==== PAGE EXTRACT ====
Immortality
Mar. 30th, 2006 09:49 am![[personal profile]](https://www.dreamwidth.org/img/silk/identity/user.png)
It occurred to me the other day that I don't really care about immortality. This may be a common theme to quite a few of my quirks.
Woody Allen is supposed to have said
I'm not interested in an afterlife. I find it unlikely that personness, the soul if you don't mind religious language, could persist after the death of the body. I'm prepared to be surprised, but it's not a big factor in how I think or in my religious approach. I suppose this fits in with the cliched view of Judaism that Judaism focuses on this life (in contrast to Christianity which is perceived as being obsessed with reward and punishment after death). That's an over-simplification of both religions, but the bit about focusing on this life is definitely true of my own religious approach.
==== ENTRIES SUPPLIED ====
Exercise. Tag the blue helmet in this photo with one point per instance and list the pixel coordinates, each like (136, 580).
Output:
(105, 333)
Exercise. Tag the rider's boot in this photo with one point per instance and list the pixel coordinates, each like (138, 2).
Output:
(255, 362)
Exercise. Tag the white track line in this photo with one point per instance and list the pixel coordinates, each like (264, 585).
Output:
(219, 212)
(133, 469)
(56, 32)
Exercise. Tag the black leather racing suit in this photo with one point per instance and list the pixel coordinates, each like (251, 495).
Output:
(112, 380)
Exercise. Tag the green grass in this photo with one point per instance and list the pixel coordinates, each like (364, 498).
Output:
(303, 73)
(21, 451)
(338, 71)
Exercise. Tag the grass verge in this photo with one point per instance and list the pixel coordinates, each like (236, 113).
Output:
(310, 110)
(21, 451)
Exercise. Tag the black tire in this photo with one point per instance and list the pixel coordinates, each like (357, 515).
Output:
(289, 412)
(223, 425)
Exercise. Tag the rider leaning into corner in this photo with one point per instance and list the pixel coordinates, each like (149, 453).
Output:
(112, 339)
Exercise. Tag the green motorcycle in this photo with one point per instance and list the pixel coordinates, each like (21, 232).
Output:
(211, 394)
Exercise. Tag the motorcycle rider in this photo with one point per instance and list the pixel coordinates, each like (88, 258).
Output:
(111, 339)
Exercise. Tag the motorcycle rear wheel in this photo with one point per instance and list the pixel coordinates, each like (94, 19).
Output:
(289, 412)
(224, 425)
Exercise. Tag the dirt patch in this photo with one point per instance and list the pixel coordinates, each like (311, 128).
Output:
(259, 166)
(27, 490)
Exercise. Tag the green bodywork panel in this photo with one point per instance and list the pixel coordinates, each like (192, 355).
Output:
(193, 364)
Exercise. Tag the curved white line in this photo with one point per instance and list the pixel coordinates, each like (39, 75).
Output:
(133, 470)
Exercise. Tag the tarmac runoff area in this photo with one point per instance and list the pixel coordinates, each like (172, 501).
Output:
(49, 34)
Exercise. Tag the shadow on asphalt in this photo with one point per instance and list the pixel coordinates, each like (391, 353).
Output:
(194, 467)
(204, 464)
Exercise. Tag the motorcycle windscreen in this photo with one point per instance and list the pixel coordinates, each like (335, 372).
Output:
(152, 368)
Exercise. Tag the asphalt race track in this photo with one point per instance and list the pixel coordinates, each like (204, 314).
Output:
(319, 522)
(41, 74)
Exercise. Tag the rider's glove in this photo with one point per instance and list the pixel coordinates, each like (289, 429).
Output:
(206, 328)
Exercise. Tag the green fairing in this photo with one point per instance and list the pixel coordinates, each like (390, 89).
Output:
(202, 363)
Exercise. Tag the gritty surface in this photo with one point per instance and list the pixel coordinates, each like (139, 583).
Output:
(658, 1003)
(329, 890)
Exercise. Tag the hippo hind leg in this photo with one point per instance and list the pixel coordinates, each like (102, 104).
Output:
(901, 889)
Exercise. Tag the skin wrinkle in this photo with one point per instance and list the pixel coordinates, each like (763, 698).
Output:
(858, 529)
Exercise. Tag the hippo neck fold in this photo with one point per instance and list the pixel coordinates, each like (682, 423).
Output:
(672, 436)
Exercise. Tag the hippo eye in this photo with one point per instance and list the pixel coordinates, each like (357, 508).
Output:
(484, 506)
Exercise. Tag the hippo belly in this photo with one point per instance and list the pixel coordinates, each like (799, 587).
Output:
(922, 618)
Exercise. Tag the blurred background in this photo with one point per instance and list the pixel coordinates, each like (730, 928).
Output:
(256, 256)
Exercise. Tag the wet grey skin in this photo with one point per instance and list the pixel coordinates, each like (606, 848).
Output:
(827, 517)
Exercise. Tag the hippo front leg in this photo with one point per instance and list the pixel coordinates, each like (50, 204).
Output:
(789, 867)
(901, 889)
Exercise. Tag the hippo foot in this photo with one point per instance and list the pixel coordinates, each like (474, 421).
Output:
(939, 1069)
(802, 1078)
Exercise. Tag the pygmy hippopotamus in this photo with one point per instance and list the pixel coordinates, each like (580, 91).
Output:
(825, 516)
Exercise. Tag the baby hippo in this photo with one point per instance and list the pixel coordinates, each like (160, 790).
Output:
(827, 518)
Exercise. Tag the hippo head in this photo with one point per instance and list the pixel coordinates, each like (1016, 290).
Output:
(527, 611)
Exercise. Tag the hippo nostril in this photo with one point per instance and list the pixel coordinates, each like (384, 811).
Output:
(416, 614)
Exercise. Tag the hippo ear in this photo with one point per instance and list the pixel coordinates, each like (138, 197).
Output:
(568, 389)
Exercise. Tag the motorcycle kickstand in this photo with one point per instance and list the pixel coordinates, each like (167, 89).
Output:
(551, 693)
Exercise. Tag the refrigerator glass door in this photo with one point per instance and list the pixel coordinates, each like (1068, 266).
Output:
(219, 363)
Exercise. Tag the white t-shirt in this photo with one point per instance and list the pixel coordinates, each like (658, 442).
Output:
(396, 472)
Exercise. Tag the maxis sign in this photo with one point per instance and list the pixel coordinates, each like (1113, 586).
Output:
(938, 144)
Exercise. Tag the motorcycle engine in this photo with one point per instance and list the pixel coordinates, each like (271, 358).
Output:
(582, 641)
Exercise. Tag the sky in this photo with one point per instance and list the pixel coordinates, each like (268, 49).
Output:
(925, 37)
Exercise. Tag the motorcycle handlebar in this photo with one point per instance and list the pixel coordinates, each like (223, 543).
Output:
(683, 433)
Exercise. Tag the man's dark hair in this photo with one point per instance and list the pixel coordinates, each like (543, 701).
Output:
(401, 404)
====
:: WORK TO DO ::
- A) In the post on immortality, what does the writer find unlikely?
- B) Retype the post on immortality from "Woody Allen is" to "own religious approach.".
Rely solely on the post on immortality, not on the entries.

:: SOLUTIONS BY TASK ::
- A) That personness, or the soul, could persist after the death of the body.

- B)
Woody Allen is supposed to have said
I'm not interested in an afterlife. I find it unlikely that personness, the soul if you don't mind religious language, could persist after the death of the body. I'm prepared to be surprised, but it's not a big factor in how I think or in my religious approach. I suppose this fits in with the cliched view of Judaism that Judaism focuses on this life (in contrast to Christianity which is perceived as being obsessed with reward and punishment after death). That's an over-simplification of both religions, but the bit about focusing on this life is definitely true of my own religious approach.